§ Passage to read
^^^^^^^^^^^^^^^^
To avoid this disadvantage, international PCT publication WO 98/17262 A1 describes a device in the form of a patch, which is intended for transdermal administration of the active substance and the active substance is applied in a lint-like material. However, transdermal administrations needs official permissions. Furthermore, lint-type materials limit the carrying comfort.
Likewise, international PCT publication WO 00/16752 describes a device for transdermal administration of the active substance, in which the active substance(s) are applied in a “matrix-layer”, which has a thickness of 1 mm to 10 mm, which again limits the carrying comfort.
To avoid this disadvantages, European published patent application EP A 844 872 (corresponding to WO 97/03658 and US 2003/0012811 A1) describes a device for administering vanillin that comprises lint or a similar material impregnated with the vanillin-releasing substance, the lint being contained in a self-adhesive patch for application to the skin, and the exposed surface of the patch having a central hole through which the vanillin is able to emerge from the lint. The disadvantage of this device, however, is that the rate at which the vanillin emerges cannot be adequately regulated.
Last but not least U.S. Pat. No. 3,996,934 discloses nasal strips and dilators adhesively applied to the human nose, which substantially prevents a nasal wall tissue of a nose from drawing in during breathing.

SUMMARY OF THE INVENTION

The object on which the present invention is based was to overcome the disadvantages arising from the prior art.
The object of the invention, moreover, was to provide a device by means of which it is possible to release vanillin continuously in the vicinity of the body so that it can be taken up via the nose.
The above objects have been achieved by means of a device for continuously releasing at least one vanillin compound such as vanillin itself (3 methoxy-4 hydroxybenzaldehyde) or at least one vanillin derivative, preferably ethylvanillin (3 ethoxy-4 hydroxybenzaldehyde), or mixtures thereof, comprising a layer impermeable to the at least one gaseous vanillin compound, a layer permeable to the at least one gaseous vanillin compound, and a composition comprising the at least one vanillin compound which is located between these two layers. The device is used in the vicinity of the body of a wearer, preferably by adhesion to the skin of the wearer. The wearer is preferably a mammal.
^^^^^^^^^^^^^^^^
§ Excerpted data

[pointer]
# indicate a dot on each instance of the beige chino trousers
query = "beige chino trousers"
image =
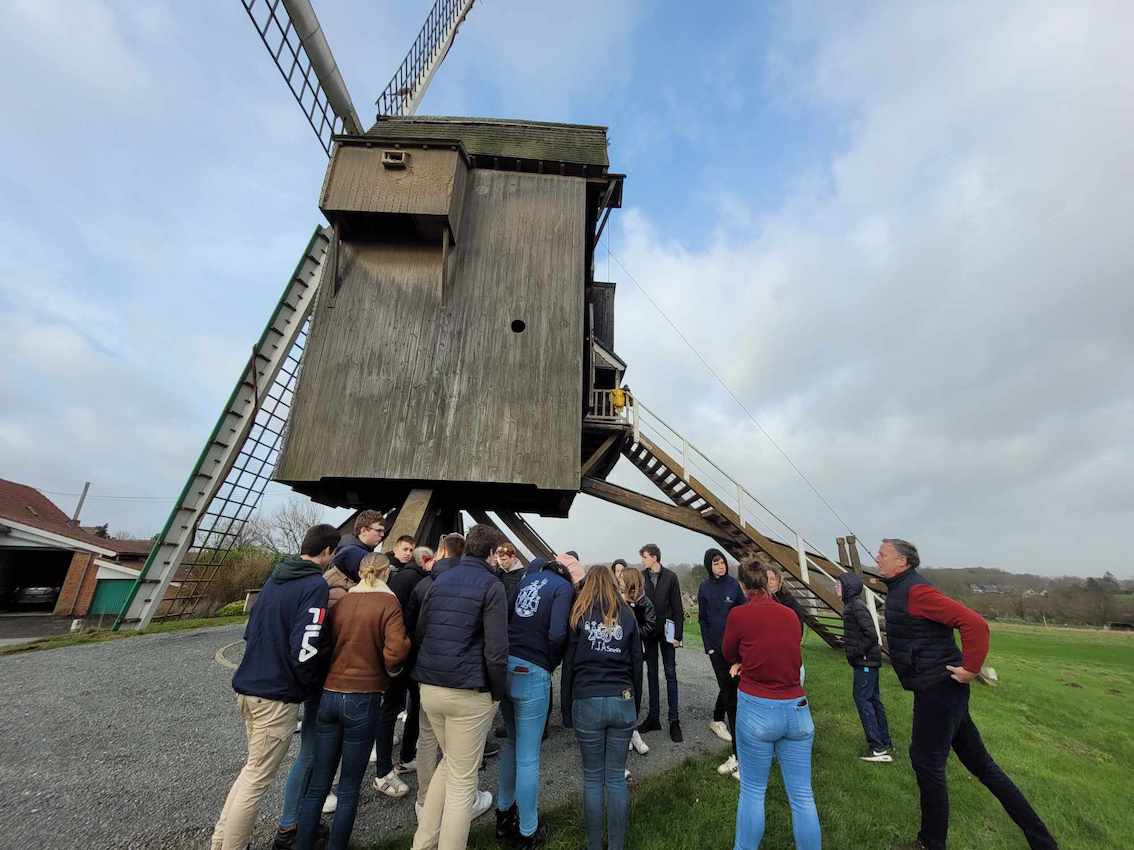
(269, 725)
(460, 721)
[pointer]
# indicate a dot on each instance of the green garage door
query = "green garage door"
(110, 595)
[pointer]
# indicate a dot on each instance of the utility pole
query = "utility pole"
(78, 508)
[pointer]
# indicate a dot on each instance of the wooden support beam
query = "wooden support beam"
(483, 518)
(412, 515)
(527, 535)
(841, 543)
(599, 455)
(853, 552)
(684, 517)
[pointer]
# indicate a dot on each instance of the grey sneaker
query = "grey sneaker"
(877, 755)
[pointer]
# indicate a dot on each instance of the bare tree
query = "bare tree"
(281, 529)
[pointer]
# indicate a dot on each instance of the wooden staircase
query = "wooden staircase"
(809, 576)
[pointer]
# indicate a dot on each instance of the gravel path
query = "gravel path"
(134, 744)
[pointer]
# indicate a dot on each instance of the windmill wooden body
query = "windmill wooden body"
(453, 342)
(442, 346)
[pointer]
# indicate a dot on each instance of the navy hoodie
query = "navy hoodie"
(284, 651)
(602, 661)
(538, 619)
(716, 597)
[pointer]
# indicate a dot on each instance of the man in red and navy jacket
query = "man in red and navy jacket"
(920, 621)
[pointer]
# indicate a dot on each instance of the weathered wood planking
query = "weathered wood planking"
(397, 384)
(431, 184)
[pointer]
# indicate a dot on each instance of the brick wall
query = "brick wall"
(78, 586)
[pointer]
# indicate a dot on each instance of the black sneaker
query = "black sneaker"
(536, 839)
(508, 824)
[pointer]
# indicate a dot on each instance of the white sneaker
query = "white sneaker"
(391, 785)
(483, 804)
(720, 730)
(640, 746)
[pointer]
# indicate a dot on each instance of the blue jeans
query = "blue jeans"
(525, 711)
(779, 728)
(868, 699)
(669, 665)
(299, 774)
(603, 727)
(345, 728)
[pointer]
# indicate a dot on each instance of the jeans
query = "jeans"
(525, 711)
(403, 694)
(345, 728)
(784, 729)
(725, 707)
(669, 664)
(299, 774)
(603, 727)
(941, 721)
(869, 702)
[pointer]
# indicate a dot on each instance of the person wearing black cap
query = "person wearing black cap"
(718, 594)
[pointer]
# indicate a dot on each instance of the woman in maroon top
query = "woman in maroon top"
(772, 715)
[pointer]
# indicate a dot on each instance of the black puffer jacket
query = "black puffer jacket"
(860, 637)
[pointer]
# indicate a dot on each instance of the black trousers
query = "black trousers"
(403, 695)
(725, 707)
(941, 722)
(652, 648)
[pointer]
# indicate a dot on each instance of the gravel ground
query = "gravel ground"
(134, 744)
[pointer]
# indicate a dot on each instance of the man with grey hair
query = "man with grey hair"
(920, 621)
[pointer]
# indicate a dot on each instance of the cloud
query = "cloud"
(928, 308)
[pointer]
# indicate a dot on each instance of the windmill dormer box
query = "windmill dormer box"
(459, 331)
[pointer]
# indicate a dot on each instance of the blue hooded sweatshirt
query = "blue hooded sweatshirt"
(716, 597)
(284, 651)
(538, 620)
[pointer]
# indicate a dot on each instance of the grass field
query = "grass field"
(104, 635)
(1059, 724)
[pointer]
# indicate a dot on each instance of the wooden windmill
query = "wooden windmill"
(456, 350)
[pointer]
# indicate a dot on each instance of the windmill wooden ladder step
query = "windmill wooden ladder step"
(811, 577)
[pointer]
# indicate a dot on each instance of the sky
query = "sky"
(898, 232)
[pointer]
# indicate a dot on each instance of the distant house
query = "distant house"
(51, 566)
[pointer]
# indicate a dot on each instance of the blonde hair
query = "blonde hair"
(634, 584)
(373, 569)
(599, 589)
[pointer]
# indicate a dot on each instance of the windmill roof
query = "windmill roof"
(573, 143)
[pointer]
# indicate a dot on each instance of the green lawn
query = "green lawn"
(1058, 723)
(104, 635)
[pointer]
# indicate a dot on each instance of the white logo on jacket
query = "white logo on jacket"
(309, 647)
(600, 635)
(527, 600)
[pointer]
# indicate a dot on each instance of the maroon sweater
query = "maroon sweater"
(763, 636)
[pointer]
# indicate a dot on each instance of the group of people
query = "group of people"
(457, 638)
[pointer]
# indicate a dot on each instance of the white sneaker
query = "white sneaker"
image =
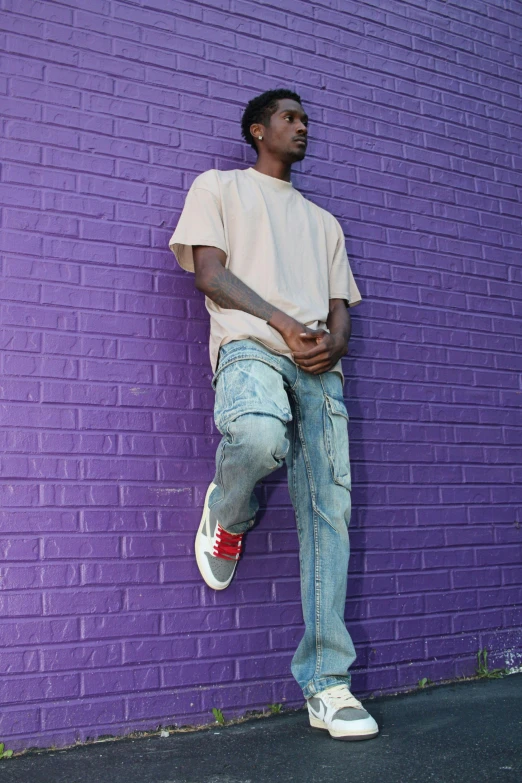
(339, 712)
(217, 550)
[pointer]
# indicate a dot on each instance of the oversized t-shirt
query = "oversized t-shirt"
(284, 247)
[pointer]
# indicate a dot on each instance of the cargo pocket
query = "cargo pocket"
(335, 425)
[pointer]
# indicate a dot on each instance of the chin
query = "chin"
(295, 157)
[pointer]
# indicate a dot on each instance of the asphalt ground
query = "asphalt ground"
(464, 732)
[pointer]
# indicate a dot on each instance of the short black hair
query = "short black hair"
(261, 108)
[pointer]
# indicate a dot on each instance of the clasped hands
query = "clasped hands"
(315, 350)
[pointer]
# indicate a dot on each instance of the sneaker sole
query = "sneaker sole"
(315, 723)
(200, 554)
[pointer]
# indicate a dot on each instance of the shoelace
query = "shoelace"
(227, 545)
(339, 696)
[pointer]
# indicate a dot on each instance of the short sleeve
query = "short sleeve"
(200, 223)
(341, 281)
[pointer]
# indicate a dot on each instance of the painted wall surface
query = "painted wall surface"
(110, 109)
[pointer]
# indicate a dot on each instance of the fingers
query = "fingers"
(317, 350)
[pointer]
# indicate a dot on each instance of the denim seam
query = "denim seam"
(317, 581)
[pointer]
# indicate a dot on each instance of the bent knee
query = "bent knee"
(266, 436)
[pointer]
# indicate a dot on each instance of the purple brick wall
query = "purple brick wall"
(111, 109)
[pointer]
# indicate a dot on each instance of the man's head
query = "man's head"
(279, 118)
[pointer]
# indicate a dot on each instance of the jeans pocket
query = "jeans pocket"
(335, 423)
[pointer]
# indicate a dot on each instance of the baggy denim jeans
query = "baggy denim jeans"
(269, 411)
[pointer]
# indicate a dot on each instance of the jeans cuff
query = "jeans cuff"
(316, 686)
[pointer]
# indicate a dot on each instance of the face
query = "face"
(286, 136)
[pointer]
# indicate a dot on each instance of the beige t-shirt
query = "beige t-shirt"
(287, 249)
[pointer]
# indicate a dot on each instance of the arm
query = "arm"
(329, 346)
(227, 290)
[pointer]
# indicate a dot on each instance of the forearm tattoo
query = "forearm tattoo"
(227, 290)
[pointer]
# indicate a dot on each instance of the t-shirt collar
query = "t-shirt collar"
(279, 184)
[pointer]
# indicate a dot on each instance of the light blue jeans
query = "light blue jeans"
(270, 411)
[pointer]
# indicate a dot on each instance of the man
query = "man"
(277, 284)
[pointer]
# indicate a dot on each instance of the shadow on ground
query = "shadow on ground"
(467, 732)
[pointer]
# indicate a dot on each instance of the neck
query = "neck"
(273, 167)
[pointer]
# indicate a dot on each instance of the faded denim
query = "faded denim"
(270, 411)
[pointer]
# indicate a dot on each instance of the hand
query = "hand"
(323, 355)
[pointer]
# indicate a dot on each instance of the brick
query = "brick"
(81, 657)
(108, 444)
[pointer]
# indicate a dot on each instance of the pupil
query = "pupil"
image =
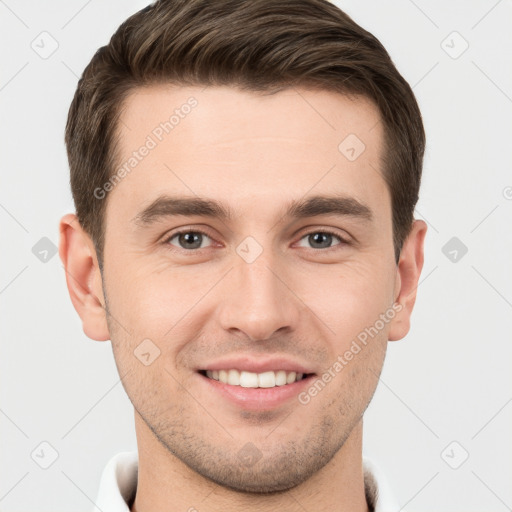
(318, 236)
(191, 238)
^^^^^^^^^^^^^^^^
§ Exercise instructions
Please decide whether each statement agrees with the vanillin patent text. Give yes or no, and quote the words that settle it: (a) The matrix-layer in WO 00/16752 is between 1 mm and 10 mm thick. (b) The device in EP A 844 872 lets the vanillin release rate be adequately regulated. (c) In the invention, the vanillin composition sits between the impermeable layer and the permeable layer.

§ Answer in full
(a) Yes: "which has a thickness of 1 mm to 10 mm"
(b) No: "the rate at which the vanillin emerges cannot be adequately regulated"
(c) Yes: "a composition comprising the at least one vanillin compound which is located between these two layers"